Document source »
Dossier Claude Jeanmart
À l'aveugle

par Gérard-Georges Lemaire

mis en ligne le 18/04/2012

II

Tout au long de ces dernières années, Claude Jeanmart n’a cessé d’élargir le champ de sa recherche. L’étape la plus fondamentale est sans nul doute le recours aux ressources de l’électronique. L’ordinateur permet tout, ou presque, à qui sait l’utiliser. Mais il n’a pas renoncé un instant à ses anciennes amours, je veux parler du tableau ou des compositions sur papier.

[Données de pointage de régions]
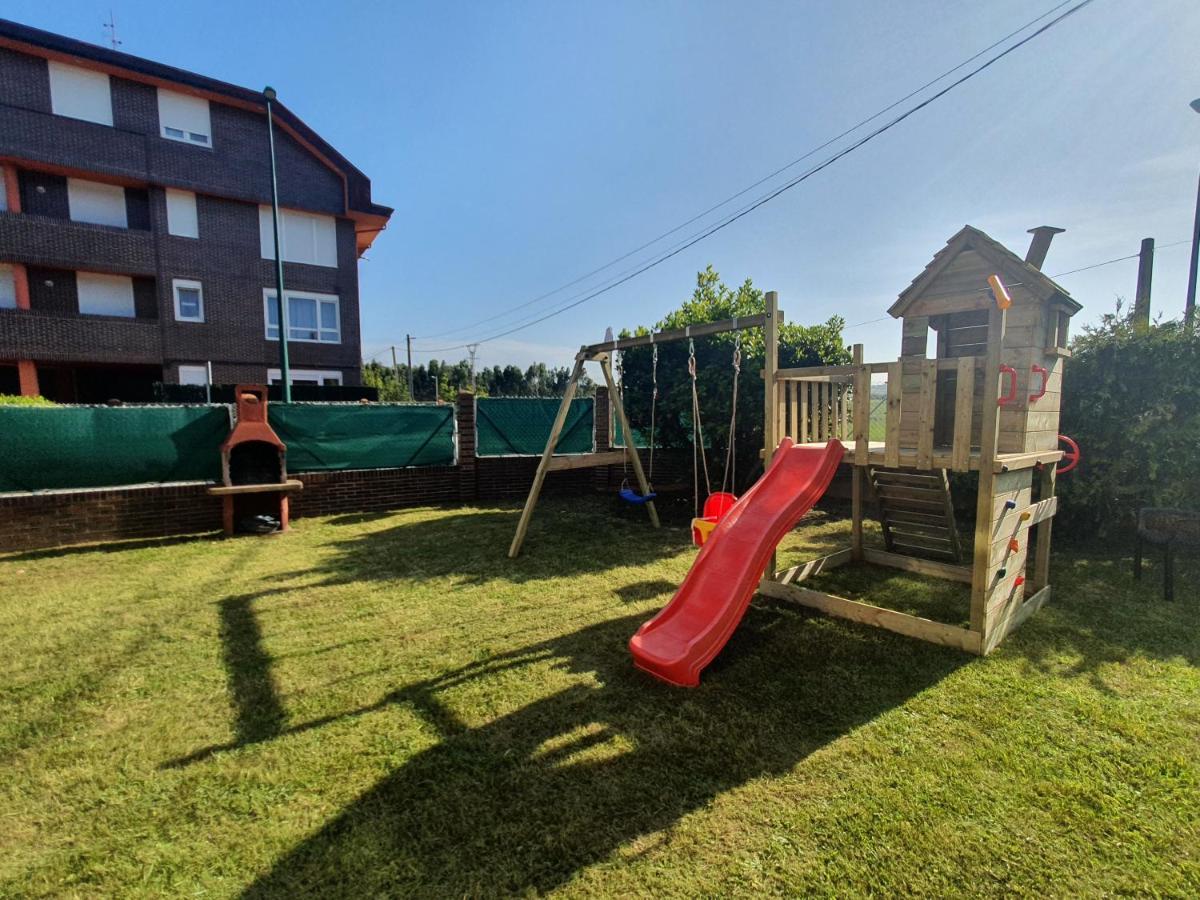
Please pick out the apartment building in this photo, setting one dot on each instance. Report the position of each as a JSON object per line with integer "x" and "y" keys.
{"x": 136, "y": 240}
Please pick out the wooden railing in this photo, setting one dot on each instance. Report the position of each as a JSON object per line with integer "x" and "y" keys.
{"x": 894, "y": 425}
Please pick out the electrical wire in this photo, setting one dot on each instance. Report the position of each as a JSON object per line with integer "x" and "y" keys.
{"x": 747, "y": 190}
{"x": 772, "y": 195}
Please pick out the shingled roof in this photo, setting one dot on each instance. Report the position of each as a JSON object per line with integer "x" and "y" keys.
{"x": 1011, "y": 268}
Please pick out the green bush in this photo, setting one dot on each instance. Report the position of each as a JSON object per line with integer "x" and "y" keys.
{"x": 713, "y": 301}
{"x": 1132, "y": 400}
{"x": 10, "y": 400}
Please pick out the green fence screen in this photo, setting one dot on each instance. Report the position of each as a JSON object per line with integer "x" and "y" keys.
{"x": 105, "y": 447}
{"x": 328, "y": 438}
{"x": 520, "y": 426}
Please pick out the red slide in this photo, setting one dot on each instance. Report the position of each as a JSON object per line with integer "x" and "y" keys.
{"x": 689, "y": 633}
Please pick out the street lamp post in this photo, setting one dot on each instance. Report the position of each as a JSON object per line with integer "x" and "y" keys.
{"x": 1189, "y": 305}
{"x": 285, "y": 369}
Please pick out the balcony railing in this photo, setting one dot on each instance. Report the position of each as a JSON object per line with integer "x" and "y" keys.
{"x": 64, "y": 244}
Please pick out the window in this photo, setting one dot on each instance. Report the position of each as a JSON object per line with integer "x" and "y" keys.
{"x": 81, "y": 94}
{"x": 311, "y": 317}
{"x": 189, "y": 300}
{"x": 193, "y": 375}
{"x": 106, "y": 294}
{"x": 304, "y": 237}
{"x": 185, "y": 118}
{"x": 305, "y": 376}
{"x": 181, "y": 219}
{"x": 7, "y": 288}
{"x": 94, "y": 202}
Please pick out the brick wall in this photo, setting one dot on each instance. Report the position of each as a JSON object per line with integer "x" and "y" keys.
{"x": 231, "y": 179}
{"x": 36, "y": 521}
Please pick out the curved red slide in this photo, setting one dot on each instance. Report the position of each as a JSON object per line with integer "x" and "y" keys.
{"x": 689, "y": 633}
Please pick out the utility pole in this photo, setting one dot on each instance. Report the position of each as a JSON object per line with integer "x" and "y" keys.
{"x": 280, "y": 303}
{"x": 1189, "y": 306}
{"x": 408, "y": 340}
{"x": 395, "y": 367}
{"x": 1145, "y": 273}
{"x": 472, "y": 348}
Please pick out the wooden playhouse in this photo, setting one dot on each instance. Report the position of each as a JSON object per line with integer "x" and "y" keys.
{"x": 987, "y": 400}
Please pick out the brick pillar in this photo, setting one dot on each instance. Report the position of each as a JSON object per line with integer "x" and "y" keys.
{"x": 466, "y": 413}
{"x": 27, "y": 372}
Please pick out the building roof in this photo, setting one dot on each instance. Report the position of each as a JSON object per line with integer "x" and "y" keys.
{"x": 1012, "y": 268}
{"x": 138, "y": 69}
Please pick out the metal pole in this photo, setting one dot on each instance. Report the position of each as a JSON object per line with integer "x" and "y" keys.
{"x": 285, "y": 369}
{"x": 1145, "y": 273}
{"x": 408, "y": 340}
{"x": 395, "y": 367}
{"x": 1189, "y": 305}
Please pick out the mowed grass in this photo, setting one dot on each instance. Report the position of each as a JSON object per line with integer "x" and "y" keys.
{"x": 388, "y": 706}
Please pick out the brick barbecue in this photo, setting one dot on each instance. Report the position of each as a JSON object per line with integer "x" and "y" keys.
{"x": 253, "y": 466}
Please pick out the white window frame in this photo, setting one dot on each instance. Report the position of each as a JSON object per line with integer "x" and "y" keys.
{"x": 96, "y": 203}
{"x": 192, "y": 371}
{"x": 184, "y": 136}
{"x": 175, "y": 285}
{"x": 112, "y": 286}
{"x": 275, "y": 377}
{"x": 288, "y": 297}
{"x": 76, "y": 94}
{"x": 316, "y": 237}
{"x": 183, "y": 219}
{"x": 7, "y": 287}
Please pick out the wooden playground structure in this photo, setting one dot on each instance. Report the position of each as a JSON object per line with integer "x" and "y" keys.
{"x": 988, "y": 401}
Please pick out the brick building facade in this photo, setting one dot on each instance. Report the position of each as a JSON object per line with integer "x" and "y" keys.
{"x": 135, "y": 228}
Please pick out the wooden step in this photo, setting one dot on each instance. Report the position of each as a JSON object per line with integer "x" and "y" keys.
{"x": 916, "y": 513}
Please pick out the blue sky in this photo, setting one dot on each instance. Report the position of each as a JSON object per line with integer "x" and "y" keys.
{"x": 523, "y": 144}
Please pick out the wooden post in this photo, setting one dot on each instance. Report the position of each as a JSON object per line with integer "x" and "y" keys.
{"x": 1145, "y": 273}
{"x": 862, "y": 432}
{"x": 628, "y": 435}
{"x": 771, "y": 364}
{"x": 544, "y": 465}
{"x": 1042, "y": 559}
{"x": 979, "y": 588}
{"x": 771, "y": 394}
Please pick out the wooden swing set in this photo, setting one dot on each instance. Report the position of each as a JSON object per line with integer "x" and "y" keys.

Tâches à réaliser »
1) D'après le document sur Claude Jeanmart, quelle est l'étape la plus fondamentale dans l'élargissement de sa recherche ?
2) Relevez, dans le document sur Claude Jeanmart, toutes les mentions qui précèdent le premier paragraphe.
3) Poursuivez le document sur Claude Jeanmart après sa dernière phrase.

Réponses par tâche »
1) Le recours aux ressources de l'électronique.

2)
- Dossier Claude Jeanmart
- À l'aveugle
- par Gérard-Georges Lemaire
- mis en ligne le 18/04/2012
- II

3)
       J’en prends pour exemple les très grandes toiles libres réalisées pour l’exposition consacrée à Kafka et qui avait été présentée à l’abbaye de Beaulieu. Ces œuvres monumentales sont la manifestation d’une nouvelle conception stylistique : les éléments figuratifs semblent déboîtés, un peu de guingois, avec quelque chose de l’expressionnisme allemand, mais avec une gamme chromatique forte, mais avec cette retenue si française. Mais cela n’exclut pas des intensités très fortes – des bleus, des verts, en particulier. Ces toiles ne sont pas descriptives. Elles ouvrent un champ avec des éléments qui permet de recomposer, par le regard, mais surtout par la force de l’esprit, le sujet supposé.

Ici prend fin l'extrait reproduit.